■ **Task to complete**
Copy all the lines of the data that include the word "below".

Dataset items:

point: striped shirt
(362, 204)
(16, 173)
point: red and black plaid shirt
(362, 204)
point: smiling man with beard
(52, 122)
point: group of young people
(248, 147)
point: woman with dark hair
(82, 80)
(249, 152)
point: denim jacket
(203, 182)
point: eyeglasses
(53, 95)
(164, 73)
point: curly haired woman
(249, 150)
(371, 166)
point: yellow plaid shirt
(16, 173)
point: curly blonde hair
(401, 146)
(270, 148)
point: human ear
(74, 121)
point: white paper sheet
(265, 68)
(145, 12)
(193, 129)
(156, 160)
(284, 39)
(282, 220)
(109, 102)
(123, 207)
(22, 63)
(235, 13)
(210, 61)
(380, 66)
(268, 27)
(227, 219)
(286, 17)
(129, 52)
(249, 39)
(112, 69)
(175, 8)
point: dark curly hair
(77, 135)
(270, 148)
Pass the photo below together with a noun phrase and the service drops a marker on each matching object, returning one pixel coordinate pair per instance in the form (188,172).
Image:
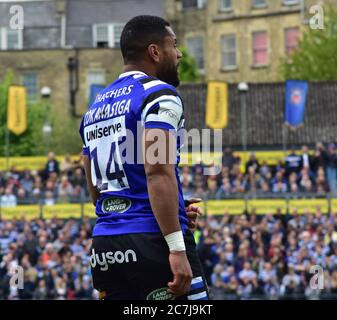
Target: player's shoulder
(151,84)
(155,90)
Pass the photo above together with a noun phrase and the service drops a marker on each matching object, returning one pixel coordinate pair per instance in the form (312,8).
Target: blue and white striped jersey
(111,130)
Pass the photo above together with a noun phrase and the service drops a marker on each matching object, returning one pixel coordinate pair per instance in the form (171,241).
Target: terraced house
(241,40)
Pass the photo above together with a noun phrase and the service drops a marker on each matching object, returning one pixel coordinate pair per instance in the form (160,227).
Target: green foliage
(188,69)
(316,57)
(31,141)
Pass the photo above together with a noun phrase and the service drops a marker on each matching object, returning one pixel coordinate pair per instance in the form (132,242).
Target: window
(117,32)
(95,77)
(194,4)
(195,48)
(260,48)
(259,3)
(291,39)
(228,52)
(29,80)
(290,2)
(225,5)
(10,39)
(107,35)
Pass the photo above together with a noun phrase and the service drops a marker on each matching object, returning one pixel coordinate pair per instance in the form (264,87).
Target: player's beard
(169,74)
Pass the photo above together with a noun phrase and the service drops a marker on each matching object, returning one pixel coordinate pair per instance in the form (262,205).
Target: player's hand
(182,273)
(192,212)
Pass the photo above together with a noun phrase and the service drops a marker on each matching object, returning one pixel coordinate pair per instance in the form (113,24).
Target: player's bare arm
(94,194)
(163,194)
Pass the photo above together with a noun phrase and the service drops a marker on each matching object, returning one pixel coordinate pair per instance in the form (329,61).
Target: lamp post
(243,89)
(46,129)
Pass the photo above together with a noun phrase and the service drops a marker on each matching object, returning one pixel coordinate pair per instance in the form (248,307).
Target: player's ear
(154,52)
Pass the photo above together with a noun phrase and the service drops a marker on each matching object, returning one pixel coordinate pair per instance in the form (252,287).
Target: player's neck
(138,67)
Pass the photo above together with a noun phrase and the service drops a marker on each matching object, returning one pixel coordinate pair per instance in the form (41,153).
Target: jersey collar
(131,73)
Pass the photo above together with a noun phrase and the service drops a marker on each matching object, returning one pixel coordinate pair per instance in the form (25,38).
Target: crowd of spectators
(56,183)
(244,256)
(313,172)
(302,172)
(53,255)
(270,257)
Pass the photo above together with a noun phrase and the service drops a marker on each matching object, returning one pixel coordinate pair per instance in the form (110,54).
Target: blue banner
(95,89)
(296,95)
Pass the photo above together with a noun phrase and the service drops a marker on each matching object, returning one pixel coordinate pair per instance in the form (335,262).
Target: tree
(188,69)
(28,143)
(315,59)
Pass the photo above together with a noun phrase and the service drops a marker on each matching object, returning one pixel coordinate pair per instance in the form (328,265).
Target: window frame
(111,27)
(254,49)
(91,71)
(259,6)
(201,38)
(223,52)
(225,9)
(286,47)
(4,39)
(29,72)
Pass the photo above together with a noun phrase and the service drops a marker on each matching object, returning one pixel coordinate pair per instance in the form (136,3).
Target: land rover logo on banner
(118,205)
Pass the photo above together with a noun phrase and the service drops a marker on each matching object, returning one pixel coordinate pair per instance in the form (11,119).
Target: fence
(265,114)
(285,204)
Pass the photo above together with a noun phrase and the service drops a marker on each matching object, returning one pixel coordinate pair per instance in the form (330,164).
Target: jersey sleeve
(162,107)
(85,149)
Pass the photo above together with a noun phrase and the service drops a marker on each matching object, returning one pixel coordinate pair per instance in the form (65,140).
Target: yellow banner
(221,207)
(266,206)
(217,105)
(62,211)
(16,112)
(333,204)
(308,205)
(29,163)
(28,212)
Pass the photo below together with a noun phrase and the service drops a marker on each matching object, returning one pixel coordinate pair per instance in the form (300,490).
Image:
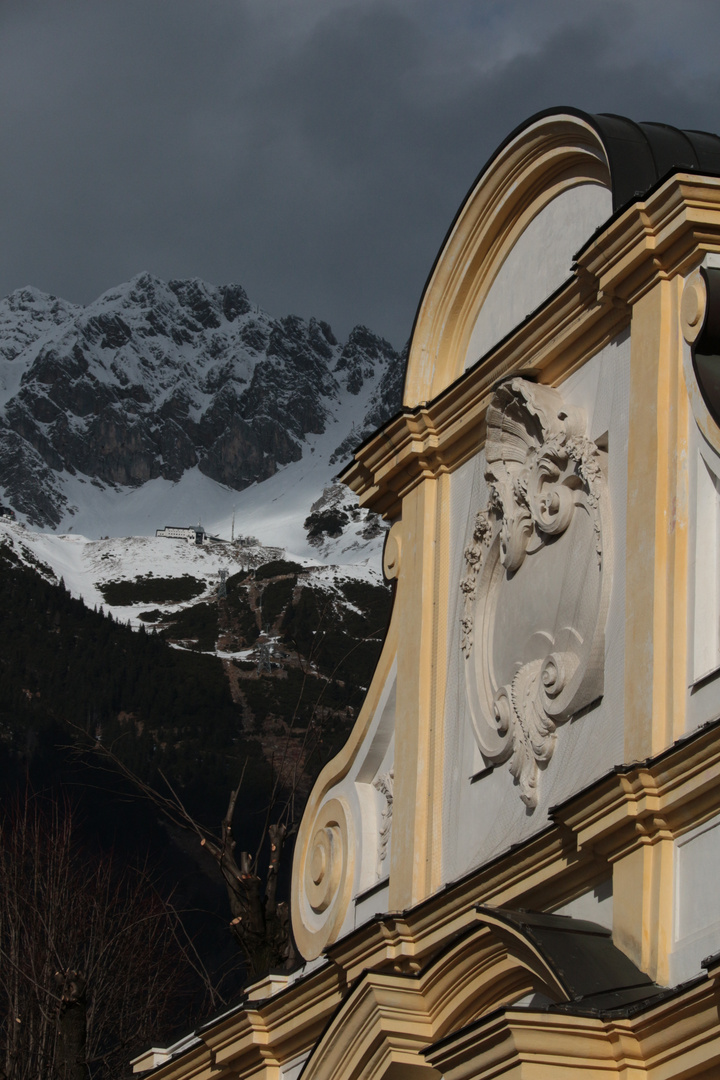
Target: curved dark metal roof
(640,154)
(639,157)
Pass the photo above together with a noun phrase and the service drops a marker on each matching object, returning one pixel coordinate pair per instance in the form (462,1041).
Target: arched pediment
(549,186)
(391,1015)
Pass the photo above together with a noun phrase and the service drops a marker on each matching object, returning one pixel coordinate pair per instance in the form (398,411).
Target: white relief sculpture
(383,783)
(537,581)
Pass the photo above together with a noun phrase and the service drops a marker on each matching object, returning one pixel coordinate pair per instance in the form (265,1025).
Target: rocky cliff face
(157,378)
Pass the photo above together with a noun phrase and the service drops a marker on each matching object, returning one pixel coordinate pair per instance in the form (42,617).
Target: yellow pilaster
(656,616)
(416,868)
(656,538)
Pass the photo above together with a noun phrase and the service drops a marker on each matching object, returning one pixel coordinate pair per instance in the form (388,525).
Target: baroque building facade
(511,868)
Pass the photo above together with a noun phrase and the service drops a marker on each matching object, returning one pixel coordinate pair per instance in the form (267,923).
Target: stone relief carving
(537,581)
(383,783)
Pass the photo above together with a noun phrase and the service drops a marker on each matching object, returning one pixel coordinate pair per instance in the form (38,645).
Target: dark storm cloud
(315,151)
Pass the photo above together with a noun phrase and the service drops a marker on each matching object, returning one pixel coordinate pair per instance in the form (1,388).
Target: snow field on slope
(273,511)
(84,565)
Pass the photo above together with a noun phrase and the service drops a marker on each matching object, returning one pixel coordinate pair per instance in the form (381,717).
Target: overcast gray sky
(313,150)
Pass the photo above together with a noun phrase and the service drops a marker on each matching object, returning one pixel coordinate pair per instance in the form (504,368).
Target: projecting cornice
(666,234)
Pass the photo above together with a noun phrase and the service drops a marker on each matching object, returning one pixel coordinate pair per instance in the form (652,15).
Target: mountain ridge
(155,380)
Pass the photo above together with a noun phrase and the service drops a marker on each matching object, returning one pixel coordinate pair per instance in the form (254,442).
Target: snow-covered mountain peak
(159,391)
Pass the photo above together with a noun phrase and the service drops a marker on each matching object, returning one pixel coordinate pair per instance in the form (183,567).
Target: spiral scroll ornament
(327,868)
(537,580)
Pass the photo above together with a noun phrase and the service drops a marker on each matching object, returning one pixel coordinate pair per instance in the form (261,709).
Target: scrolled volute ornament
(326,851)
(537,580)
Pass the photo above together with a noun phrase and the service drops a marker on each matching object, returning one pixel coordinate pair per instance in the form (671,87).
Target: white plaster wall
(704,580)
(539,262)
(485,817)
(696,917)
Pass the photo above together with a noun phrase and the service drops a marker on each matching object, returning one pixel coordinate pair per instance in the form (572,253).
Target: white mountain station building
(512,868)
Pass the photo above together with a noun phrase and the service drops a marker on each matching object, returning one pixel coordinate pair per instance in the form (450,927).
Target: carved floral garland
(540,462)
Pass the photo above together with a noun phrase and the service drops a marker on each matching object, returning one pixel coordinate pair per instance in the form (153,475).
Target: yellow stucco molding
(675,1040)
(642,804)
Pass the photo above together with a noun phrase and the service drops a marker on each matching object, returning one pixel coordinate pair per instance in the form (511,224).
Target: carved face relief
(537,580)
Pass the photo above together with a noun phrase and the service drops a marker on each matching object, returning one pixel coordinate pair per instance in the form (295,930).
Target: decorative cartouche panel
(537,582)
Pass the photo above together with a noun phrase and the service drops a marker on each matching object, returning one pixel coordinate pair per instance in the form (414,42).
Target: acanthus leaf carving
(535,585)
(383,783)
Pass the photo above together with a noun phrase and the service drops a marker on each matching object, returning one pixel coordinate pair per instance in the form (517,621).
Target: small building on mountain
(193,534)
(511,868)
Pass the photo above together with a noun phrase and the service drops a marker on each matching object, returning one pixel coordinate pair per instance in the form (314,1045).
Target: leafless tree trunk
(93,961)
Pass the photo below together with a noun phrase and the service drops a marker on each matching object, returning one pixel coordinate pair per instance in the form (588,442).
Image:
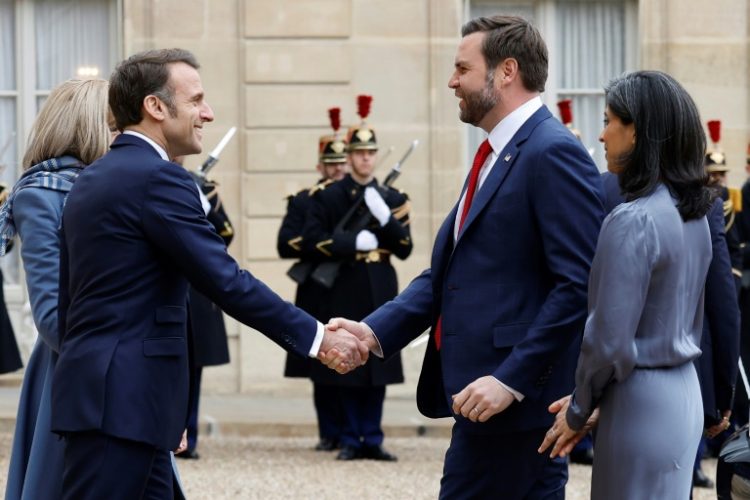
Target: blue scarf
(57,174)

■ **Response box**
Pass the photo below together with a noun phrase and the service drops a marker on each matching object, returning one pixel coordinate pair per instance in the form (188,172).
Pass the photo below together with a noun phrase and the service drops a marker on each matching object, returning one pixel coordinate pair per instance in the form (300,490).
Pass the photo below together with a noun phrase and the service drops a marker on each matching object, returning one pixel coordinate pair per instance in the form (588,442).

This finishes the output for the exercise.